━━ Records for this task

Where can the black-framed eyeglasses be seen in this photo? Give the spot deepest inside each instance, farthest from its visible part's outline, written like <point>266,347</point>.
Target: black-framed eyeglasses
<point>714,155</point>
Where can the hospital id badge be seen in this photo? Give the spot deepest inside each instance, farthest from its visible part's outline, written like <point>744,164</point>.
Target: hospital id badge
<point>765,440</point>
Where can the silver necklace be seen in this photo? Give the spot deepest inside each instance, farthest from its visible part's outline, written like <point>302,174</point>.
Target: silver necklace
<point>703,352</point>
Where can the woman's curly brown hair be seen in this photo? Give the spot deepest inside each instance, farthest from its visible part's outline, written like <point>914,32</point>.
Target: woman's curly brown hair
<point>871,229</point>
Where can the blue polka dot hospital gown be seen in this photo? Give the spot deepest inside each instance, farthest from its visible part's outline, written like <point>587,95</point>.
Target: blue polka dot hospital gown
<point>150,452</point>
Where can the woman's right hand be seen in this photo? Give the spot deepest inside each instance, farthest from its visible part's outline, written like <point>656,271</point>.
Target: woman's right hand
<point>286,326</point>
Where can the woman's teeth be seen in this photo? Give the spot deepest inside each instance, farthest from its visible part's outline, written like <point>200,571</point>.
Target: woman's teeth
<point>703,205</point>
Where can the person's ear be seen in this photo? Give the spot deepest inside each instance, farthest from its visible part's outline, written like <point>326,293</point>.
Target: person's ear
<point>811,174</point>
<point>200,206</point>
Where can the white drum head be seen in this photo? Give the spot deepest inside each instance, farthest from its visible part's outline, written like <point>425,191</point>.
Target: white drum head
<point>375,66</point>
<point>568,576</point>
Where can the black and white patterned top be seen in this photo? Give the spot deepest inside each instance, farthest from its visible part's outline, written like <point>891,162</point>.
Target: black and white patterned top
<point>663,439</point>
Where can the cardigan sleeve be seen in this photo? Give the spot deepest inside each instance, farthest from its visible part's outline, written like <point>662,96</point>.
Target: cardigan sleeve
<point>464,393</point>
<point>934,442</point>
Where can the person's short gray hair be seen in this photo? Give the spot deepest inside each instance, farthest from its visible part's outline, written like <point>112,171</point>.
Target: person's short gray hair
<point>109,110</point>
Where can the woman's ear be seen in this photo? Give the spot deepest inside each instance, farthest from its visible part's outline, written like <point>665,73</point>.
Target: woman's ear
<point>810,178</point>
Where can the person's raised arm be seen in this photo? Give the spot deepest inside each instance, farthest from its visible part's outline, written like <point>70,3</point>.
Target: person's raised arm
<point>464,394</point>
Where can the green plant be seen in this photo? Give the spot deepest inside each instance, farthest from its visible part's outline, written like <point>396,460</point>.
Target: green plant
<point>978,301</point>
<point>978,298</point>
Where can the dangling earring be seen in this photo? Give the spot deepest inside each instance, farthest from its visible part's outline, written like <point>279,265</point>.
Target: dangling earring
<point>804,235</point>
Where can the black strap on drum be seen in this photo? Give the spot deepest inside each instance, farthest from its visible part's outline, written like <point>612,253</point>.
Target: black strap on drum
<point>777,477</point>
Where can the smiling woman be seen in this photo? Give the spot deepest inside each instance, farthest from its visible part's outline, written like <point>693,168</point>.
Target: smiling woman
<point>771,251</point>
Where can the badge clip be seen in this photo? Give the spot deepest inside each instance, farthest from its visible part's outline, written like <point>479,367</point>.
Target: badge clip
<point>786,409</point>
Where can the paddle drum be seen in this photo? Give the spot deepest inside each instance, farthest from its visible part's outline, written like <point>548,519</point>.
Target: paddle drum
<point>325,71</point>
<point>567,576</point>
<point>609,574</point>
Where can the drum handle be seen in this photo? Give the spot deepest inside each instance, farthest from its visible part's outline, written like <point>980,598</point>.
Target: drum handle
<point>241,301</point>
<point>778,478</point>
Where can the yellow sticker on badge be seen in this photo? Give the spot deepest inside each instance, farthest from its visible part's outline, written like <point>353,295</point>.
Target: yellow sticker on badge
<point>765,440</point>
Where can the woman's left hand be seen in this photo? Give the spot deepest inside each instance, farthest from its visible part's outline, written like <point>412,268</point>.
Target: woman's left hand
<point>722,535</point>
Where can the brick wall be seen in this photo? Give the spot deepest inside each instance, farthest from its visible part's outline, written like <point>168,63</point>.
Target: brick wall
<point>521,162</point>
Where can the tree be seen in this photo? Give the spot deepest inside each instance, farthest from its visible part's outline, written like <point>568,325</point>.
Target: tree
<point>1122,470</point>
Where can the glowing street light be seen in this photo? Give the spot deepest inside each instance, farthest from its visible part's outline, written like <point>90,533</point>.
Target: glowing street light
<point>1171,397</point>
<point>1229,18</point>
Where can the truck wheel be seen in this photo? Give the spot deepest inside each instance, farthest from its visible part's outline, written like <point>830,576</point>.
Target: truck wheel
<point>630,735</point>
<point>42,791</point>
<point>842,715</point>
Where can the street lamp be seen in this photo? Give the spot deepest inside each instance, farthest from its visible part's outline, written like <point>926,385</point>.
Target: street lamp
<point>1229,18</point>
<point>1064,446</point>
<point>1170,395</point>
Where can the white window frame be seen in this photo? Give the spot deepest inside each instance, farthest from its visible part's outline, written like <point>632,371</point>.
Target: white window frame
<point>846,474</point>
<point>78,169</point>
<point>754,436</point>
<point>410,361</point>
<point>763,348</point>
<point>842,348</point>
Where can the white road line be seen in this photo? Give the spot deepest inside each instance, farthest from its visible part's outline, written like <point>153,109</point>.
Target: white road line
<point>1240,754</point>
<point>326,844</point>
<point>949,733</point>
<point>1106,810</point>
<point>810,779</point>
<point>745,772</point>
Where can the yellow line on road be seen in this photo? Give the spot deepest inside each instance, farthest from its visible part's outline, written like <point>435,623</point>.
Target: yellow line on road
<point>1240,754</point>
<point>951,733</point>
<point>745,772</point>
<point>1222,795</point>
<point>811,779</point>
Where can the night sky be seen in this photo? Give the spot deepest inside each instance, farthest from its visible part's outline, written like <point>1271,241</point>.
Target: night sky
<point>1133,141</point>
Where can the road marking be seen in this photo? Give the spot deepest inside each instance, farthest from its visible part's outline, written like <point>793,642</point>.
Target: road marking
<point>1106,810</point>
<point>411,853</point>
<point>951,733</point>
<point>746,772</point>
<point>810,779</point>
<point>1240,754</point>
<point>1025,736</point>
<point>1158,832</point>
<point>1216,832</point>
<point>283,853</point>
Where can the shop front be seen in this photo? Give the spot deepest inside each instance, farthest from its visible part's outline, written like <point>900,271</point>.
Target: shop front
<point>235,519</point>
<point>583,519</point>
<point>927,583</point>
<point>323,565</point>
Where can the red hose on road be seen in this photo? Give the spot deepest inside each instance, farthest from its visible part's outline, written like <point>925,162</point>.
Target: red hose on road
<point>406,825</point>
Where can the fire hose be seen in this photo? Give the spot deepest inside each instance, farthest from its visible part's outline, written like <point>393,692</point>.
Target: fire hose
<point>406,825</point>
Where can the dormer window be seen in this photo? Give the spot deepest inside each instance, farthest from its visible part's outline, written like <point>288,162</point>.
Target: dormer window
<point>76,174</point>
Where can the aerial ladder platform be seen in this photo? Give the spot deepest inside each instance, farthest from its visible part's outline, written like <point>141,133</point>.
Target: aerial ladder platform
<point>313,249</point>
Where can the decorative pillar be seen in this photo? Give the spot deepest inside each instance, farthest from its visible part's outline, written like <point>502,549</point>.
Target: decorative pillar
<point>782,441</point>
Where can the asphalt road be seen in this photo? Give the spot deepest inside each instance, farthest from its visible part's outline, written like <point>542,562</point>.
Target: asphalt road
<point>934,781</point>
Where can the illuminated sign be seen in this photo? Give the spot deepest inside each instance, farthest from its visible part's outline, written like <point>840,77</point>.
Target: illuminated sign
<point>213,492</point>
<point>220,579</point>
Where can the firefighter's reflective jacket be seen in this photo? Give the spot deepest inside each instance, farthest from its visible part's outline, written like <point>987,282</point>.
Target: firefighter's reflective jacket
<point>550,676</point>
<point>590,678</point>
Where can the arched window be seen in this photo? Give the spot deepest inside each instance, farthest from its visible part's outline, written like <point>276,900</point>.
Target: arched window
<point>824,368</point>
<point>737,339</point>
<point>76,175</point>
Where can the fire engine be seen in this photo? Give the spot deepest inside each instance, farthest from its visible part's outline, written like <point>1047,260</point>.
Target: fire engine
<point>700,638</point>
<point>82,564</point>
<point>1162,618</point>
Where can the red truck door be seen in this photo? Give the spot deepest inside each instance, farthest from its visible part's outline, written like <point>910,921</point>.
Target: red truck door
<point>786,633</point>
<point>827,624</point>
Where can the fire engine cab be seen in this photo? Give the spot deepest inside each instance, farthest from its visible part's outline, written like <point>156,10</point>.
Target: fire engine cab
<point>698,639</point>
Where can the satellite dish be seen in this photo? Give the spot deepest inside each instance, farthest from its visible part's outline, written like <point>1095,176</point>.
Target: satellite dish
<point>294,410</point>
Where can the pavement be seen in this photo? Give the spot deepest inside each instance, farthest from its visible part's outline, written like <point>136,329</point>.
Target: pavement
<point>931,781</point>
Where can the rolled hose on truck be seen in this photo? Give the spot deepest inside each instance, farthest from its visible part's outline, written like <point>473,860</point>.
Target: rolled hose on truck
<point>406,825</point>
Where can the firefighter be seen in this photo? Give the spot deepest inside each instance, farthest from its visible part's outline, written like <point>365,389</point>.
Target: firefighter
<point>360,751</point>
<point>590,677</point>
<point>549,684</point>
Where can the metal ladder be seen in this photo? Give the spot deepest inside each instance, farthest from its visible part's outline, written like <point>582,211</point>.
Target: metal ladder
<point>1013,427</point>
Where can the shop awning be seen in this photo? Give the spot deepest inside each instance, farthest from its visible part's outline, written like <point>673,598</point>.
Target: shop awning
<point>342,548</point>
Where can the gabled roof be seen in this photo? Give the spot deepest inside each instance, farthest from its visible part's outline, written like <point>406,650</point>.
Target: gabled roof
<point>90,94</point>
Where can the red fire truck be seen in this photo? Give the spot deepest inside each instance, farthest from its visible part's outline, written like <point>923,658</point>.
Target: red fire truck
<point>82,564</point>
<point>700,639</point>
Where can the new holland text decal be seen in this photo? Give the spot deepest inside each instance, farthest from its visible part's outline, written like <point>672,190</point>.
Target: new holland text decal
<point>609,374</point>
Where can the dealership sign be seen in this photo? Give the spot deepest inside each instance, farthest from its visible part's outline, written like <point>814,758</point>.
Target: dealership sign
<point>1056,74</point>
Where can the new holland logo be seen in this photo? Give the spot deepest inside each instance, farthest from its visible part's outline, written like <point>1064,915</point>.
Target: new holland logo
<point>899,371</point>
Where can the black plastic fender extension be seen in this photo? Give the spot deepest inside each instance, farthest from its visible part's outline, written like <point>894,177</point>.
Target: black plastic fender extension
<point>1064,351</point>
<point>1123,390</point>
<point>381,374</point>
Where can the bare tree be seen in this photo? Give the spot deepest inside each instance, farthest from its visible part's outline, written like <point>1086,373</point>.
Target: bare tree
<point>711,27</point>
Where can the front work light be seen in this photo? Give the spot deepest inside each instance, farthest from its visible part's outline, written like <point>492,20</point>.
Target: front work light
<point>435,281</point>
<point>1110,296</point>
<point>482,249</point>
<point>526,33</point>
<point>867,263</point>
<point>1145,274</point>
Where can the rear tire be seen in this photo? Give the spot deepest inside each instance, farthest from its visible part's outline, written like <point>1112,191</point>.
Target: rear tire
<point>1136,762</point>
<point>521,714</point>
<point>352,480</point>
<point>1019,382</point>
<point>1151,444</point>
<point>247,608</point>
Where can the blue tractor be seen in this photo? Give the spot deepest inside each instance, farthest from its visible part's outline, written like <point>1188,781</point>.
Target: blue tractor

━━━━

→ **Exercise**:
Output exactly the lines between the one containing "Where can the new holland logo" and the final line above, both inclusive.

→ **Correct result**:
Where can the new holland logo be seen in this photo? Give the spot deepest inside each instance, farthest from its visible part's outline, written like <point>1064,915</point>.
Target: new holland logo
<point>899,371</point>
Where can the black plastic fender extension be seen in this photo? Give the spot deepest inside each instance, farthest from its visible part's outline, written like <point>894,177</point>.
Target: black plastic fender extension
<point>1064,351</point>
<point>1123,390</point>
<point>381,374</point>
Where can the bare tree be seen in this photo? Give the spot deepest inside each instance, farthest from its visible part's outline, written like <point>1086,373</point>.
Target: bare tree
<point>711,27</point>
Where can the front work light be seen in this photo? Give the spot deepest inside each instance, farthest from its visible part's outline, written like <point>492,20</point>.
Target: front work light
<point>435,281</point>
<point>1110,296</point>
<point>482,249</point>
<point>526,33</point>
<point>867,263</point>
<point>1145,274</point>
Where can the rear tire be seen in this photo? Give the spot deepest inside each instance, farthest from its visible part's outline, written like <point>1112,191</point>.
Target: rear tire
<point>1136,762</point>
<point>521,714</point>
<point>352,480</point>
<point>1019,382</point>
<point>1151,444</point>
<point>247,608</point>
Where can the blue tractor be seen in this photo? Give the spot deepest inside each instance, farthest from its visible part's outline, written like <point>1188,781</point>.
Target: blue tractor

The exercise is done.